* Task directions *
Change "casing" to "frame" in the records, starting with the line that contains "point: white door" and going on through the end of the records. Write out only those lines, with nothing else altered.

[Start Exercise data]

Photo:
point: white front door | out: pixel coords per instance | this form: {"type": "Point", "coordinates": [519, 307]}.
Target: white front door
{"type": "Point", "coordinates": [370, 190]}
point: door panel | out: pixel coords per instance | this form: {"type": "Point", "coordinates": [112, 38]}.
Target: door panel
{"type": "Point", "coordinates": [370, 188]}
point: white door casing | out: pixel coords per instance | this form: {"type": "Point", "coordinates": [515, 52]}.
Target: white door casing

[End Exercise data]

* The reply *
point: white door frame | out: pixel coords per instance | this form: {"type": "Point", "coordinates": [515, 52]}.
Target: white door frame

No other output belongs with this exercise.